# What you should do
Write each entry out again exactly, with nothing omitted.

⟨

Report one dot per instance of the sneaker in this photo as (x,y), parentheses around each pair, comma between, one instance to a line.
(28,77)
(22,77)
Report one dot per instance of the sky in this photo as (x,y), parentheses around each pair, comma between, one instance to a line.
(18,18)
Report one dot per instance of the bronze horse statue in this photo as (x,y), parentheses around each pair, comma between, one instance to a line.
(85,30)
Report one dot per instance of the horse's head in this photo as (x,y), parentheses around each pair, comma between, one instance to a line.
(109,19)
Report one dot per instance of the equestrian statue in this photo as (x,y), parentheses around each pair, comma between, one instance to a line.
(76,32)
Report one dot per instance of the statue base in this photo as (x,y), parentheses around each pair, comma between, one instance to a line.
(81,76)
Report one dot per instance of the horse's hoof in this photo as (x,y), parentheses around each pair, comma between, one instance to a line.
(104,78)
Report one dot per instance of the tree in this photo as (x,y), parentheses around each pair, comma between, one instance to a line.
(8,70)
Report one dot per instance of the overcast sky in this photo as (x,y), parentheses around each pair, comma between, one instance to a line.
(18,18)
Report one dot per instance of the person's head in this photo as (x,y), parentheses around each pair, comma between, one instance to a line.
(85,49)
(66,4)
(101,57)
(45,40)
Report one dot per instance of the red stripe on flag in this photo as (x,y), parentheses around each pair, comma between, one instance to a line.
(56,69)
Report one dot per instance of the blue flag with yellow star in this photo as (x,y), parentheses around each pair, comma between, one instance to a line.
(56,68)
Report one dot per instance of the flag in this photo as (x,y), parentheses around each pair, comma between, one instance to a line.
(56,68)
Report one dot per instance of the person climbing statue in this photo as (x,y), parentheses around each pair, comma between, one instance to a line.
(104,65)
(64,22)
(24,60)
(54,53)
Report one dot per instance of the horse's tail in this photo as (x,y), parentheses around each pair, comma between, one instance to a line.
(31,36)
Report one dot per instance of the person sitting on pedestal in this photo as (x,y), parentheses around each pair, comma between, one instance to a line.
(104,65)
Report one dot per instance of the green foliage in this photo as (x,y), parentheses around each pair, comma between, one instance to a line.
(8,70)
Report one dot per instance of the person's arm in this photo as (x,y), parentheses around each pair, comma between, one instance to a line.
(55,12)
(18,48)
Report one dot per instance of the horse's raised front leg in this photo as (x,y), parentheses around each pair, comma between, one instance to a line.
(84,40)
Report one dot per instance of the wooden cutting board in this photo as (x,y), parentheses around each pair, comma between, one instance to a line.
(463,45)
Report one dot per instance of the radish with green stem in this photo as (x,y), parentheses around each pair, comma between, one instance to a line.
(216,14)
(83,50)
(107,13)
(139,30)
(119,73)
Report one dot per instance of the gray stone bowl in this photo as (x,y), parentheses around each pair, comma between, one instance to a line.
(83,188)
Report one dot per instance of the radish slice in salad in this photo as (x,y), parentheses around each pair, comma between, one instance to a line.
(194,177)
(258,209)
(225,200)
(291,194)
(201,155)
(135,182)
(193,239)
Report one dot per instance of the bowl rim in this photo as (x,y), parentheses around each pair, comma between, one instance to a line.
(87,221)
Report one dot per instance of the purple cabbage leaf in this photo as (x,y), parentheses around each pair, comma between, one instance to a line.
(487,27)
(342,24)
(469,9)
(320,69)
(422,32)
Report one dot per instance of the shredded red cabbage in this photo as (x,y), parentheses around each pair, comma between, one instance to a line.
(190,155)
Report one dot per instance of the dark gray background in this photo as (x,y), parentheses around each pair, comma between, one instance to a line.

⟩

# Exercise result
Report one dot per instance of the sneaker in this photo as (x,y), parentheses around each pair, comma between, one instance to a line.
(28,77)
(22,77)
Report one dot per instance of the sky in this photo as (x,y), parentheses around each pair, comma between, one instance to a line.
(18,18)
Report one dot per instance of the bronze horse statue in this photo as (x,y), parentheses around each pair, comma between, one instance to a line.
(85,30)
Report one dot per instance of the horse's head in this photo as (x,y), parentheses around each pair, comma between, one instance to a line.
(109,19)
Report one dot per instance of the equestrian statue in this photo as (x,y), parentheses around each pair, comma between, one instance to a line.
(76,32)
Report one dot per instance of the statue base in this photo as (x,y), parentheses around each pair, comma between, one instance to a line.
(81,76)
Report one dot per instance of the horse's hoof in this photo as (x,y), parentheses around each pair, comma between, one instance to a line.
(104,78)
Report one dot per instance of the tree in this photo as (x,y), parentheses around each pair, comma between, one instance to a line.
(8,70)
Report one dot per instance of the overcast sky in this photo as (x,y), parentheses around each pair, comma between, one instance to a line.
(18,18)
Report one dot per instance of the person's head in this photo as (x,y), parentheses around each pair, comma between, one instance to a line.
(85,49)
(66,4)
(101,57)
(45,40)
Report one dot per instance of the red stripe on flag in this photo as (x,y), parentheses around each pair, comma between, one instance to a line.
(56,69)
Report one dot per instance of the blue flag with yellow star in this photo as (x,y), parentheses around each pair, comma between, one instance to a line.
(56,68)
Report one dot per instance of the flag in this photo as (x,y), parentheses around each pair, comma between, one instance to a line.
(56,68)
Report one dot per instance of the person climbing statue in this photo as (x,y), parentheses around each pair, comma between, one instance to a line.
(104,65)
(64,22)
(24,60)
(54,53)
Report one dot per instance of the horse's tail in this photo as (x,y), parentheses around each pair, comma between, one instance to a line.
(31,36)
Report one dot per instance of the person sitting on pedestal in this photo as (x,y), parentheses around each pair, comma between, one instance to a line.
(104,65)
Report one dot per instance of the green foliage in this photo as (x,y), parentheses around each pair, comma between, one instance to a line.
(8,70)
Report one dot per instance of the person's arm in this photo as (x,y), parentheses around each pair, comma between, one instance to a line.
(55,12)
(18,48)
Report one dot per instance of the horse's raised front leg in this photo as (x,y), parentheses around each pair, comma between, one instance to a line.
(84,40)
Report one dot per instance of the wooden cutting board in this photo as (x,y), parentheses around each pair, comma between, one instance to a line.
(463,45)
Report one dot per instance of the radish with green stem in this photo as (x,y), parentheses around each pair, comma between, one instance to a line.
(216,14)
(83,50)
(107,13)
(139,30)
(119,73)
Report one dot per instance of the gray stone bowl in this photo as (x,y), parentheses around each pair, comma between, one instance to a line.
(83,188)
Report one dot per instance of the radish slice in salad in this photo as (x,y), parentheses around each pair, comma between, one instance to a line.
(194,177)
(258,209)
(225,200)
(291,194)
(201,155)
(135,182)
(193,239)
Report one dot per instance of the bowl rim in this photo as (x,y), parentheses around each pair, comma between, one instance to a line.
(87,221)
Report one dot per instance of the purple cabbage leaf in this photo as (x,y), parentheses around each pair, comma between, one instance to a line.
(487,27)
(342,24)
(469,9)
(320,69)
(422,32)
Report one dot per instance of the shredded red cabbage in this photo as (x,y), parentheses around each pair, comma between, one instance to a line.
(190,155)
Report one dot per instance of the dark gray background in this photo as (x,y), parentheses around each pair, comma between, one instance to a line.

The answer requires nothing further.